- _EXERCISE OBJECTIVE_
Reproduce verbatim the lines of the entries from the one containing "# Target: snow-covered ice surface" through the last line of the entries, both ends included.

- _RECORDS FOR THE EXERCISE_
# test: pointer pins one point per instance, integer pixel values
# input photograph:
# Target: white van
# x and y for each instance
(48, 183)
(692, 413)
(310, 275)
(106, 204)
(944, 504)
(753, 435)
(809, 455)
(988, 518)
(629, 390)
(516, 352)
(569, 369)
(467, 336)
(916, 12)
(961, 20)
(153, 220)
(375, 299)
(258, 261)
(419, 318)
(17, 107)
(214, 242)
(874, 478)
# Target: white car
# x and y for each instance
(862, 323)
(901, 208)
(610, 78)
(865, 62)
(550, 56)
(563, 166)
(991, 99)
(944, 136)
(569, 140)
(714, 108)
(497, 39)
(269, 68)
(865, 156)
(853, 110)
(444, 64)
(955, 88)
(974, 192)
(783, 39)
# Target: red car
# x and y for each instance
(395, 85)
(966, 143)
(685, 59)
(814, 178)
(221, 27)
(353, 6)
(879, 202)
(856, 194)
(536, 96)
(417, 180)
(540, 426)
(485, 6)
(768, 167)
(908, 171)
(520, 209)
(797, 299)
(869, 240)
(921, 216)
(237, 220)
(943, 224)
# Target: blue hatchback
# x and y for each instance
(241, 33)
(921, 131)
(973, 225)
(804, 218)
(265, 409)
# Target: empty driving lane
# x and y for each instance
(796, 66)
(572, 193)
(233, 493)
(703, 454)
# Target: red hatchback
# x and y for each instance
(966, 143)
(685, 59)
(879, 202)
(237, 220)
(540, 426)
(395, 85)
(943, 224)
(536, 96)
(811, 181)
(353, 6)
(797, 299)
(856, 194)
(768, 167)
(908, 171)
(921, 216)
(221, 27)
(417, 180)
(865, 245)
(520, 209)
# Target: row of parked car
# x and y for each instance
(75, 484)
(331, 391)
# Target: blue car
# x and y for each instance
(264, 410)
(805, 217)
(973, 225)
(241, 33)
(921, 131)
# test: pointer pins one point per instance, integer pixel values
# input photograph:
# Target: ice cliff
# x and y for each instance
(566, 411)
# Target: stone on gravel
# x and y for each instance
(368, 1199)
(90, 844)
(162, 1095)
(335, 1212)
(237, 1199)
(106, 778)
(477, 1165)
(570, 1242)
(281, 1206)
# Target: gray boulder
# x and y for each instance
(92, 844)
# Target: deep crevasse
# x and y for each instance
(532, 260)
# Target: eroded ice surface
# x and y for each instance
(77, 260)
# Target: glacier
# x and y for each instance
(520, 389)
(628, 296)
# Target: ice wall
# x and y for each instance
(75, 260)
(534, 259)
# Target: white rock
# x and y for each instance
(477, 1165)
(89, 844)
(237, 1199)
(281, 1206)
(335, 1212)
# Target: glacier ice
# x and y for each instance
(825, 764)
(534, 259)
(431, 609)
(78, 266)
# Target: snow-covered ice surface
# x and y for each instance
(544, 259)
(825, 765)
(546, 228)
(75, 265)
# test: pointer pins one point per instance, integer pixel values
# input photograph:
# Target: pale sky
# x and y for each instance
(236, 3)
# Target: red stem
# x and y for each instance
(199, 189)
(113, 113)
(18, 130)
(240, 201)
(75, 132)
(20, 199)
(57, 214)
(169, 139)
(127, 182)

- _EXERCISE RESPONSE_
# Target: snow-covered ice surface
# x and y for each instance
(544, 259)
(825, 765)
(546, 228)
(75, 265)
# test: pointer pins one point per instance, integer pixel values
# input photograph:
# Target: pale sky
# x and y for each instance
(236, 3)
# Target: red stem
# x and y for each instance
(199, 189)
(113, 113)
(18, 130)
(240, 201)
(75, 132)
(20, 199)
(57, 214)
(169, 139)
(127, 182)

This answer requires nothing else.